◆ **Compito a**
Nel testo sugli affreschi di via Genova, sostituisci "Yale Classical Studies" con "Studi classici". Poi riporta il passo compreso tra "Per notizie sul" e "(Ernesto De Carolis)", estremi inclusi.

═══ Testo di lettura

Per notizie sul paesaggio: M. rostovzev, R. M., XXVI, 1911, pp. 1-185; C. M. dawson, Yale Classical Studies, LX, 1944; R. B. bandinelli, Paesaggio, E.A.A., 1958; W. J. peters, Landscape in romano-campanian mural painting, Assen, 1963.

GRUPPO DI AFFRESCHI RINVENUTI LUNGO VIA GENOVA (S. VITALE) [Pag. 44]

(Ernesto De Carolis)

Roma, Antiquarium Comunale.

1) Notizie del ritrovamento.

Le pitture esposte provengono da vari ambienti scoperti nel 1880 negli scavi per le fondazioni del Palazzo dell'Esposizione probabilmente dalla zona lungo via Milano.

Un gruppo di queste decoravano le pareti di un unico ambiente (come dimostra un acquarello effettuato all'epoca del rinvenimento) (Tav. XVIII) del quale possediamo scarsi dati essendo andato completamente distrutto dopo lo «strappo» delle pitture. Gli unici elementi sicuri sono che aveva una forma rettangolare allungata (forse un corridoio); che si apriva probabilmente su di una scala con gradini marmorei; che le pareti erano in laterizio; che aveva un pavimento in mosaico (secondo le notizie del Buonfanti e del Lanciani); che era coperto da una volta a botte (dato ricavato dall'osservazione dell'acquerello).

══════
═══ Dati di lavoro

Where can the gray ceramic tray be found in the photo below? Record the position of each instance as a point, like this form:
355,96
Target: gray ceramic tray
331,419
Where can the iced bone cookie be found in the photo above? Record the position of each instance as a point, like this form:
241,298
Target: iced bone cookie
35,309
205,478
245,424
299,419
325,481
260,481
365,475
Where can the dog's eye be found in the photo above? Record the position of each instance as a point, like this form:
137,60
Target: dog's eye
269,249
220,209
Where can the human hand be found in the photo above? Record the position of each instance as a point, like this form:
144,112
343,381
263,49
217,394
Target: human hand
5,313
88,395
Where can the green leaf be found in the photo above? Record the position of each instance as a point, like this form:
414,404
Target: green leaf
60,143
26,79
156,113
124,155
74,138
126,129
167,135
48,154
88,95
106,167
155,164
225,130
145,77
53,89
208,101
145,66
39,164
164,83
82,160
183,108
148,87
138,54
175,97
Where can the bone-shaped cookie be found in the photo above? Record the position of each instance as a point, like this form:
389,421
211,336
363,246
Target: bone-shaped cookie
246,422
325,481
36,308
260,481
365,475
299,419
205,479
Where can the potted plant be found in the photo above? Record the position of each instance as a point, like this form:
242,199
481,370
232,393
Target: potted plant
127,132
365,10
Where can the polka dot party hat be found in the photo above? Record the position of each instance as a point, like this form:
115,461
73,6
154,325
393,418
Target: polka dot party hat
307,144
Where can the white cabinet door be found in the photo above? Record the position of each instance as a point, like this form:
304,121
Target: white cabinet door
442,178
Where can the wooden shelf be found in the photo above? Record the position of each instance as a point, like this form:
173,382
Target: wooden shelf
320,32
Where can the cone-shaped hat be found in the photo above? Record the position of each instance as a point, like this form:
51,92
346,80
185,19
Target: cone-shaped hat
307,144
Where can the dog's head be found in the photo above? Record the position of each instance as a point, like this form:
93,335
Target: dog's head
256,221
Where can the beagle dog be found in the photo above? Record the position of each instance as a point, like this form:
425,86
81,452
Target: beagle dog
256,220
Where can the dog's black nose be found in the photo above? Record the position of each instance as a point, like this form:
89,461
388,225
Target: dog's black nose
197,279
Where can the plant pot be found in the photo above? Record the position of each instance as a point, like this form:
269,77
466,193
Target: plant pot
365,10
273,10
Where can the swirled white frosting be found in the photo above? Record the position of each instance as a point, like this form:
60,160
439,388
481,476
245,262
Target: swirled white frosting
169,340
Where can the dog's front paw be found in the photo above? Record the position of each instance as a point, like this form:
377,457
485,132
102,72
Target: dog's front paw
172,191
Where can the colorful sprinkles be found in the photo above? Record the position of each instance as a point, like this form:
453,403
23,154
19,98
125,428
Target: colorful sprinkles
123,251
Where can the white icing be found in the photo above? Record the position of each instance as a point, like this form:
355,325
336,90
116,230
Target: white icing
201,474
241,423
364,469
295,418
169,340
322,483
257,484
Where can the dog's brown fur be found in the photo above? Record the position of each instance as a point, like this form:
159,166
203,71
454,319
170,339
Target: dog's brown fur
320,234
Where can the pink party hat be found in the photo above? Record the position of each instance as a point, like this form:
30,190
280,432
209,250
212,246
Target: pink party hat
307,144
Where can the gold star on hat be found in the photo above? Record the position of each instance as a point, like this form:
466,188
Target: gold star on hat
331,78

══════

◆ **Compito b**
Restituisci tutte le righe dei dati che contengono la parola "white".

◆ **Risposta completa a**
Per notizie sul paesaggio: M. rostovzev, R. M., XXVI, 1911, pp. 1-185; C. M. dawson, Studi classici, LX, 1944; R. B. bandinelli, Paesaggio, E.A.A., 1958; W. J. peters, Landscape in romano-campanian mural painting, Assen, 1963.

GRUPPO DI AFFRESCHI RINVENUTI LUNGO VIA GENOVA (S. VITALE) [Pag. 44]

(Ernesto De Carolis)

◆ **Risposta completa b**
Where can the white cabinet door be found in the photo above? Record the position of each instance as a point, like this form:
Target: white cabinet door
Where can the swirled white frosting be found in the photo above? Record the position of each instance as a point, like this form:
Target: swirled white frosting
Where can the white icing be found in the photo above? Record the position of each instance as a point, like this form:
Target: white icing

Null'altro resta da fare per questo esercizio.